Problems to work on —
(a) In the backup thread, what does the verify command check?
(b) Using the backup thread, explain in one to three sentences why M-discs are suggested for archival storage.
(c) Resume the backup thread from its last post.

Passage to read —
-*-*-
July 6th, 2017 at 11:04 AM ^

It might not be the intended purpose, but it basically does what you are asking behind the scenes. When you run backup it will run the hashing process on all the files and it will cause an error if the hash is different but the modify date is unchanged. There is also a verify command that will check the integrity of the backup. If nothing changed then nothing will be done.


July 6th, 2017 at 11:02 AM ^

Aside from the checksums, have you considered optical media for archival storage?  The new M-discs are supposed to last an extremely long time without degrading, and the cost isn't significantly different than blu ray.  At least something to consider.


July 6th, 2017 at 11:11 AM ^

That even the big guys (Facebook/Google) were still using optical media and programmatically loading/unloaidng disks out of cold storage when the data was needed.
-*-*-
Provided data —
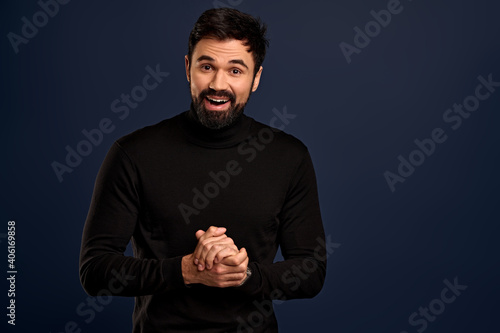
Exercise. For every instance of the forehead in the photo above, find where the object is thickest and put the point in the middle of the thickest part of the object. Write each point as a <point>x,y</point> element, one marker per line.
<point>223,51</point>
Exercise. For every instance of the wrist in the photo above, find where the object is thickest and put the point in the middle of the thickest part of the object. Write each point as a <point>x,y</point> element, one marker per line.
<point>248,275</point>
<point>187,270</point>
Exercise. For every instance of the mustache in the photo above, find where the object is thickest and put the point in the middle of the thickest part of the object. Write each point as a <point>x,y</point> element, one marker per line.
<point>219,93</point>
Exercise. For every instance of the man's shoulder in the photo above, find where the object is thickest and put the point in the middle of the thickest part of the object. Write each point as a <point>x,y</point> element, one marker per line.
<point>267,134</point>
<point>151,134</point>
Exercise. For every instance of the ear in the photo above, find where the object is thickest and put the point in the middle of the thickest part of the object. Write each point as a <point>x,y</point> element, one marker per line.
<point>256,80</point>
<point>186,60</point>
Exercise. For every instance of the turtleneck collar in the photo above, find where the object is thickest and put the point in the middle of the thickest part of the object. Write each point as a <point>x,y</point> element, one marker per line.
<point>225,137</point>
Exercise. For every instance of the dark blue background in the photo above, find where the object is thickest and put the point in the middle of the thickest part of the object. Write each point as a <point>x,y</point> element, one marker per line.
<point>395,248</point>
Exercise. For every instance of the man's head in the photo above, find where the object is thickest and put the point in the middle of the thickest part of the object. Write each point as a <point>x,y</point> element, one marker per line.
<point>224,64</point>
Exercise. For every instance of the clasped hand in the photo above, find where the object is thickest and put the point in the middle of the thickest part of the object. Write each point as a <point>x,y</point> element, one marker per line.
<point>216,261</point>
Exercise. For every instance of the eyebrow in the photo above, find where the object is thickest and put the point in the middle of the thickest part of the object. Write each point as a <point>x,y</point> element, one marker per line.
-*-*-
Answer list —
(a) It checks the integrity of the backup.

(b) M-discs are said to last an extremely long time without degrading. Their cost also isn't much different from blu ray.

(c)
The issue though is that a 25-pack spindle is $61...That's $61 for 625GB of storage. I could get 4TB (2x2TB) for $80 - http://www.ebay.com/itm/162441343250?ssPageName=STRK:MESINDXX:IT&_trksi…

And the drives would basically spin for a day or two every two years, so it's not like there's a huge load being placed on them. And I'd back them up to Crashplan, which supports external drives, which are then disconnected.


July 6th, 2017 at 11:50 AM ^

Are you more concerned about cost or data preservation?  I interpreted your post as being more concerned with the latter.  You can burn multiple copies on M-discs and store them offsite in case the building burns down. 


July 6th, 2017 at 11:08 AM ^

I was with you until you said you wanted to use a nascent, unproven Microsoft file system due to your fear of bugs in RAID card firmware. If there is any big software company out there right now who's entirely forgotten how to publish good quality code, it's MS.


July 6th, 2017 at 11:58 AM ^

Personally I'd take hardware RAID over software any day, but I work in IT.  Maybe budget precludes buying a decent card/motherboard, but running software RAID, especially from M$ would make me nervous if I cared about the data.


July 6th, 2017 at 11:28 AM ^

So I work for GCE, although what you want is GCS (Google Cloud Storage).  You should look at Coldline storage $.007 GB/Month.  You get instant access to the data and all of this backup/maintenance is managed for you.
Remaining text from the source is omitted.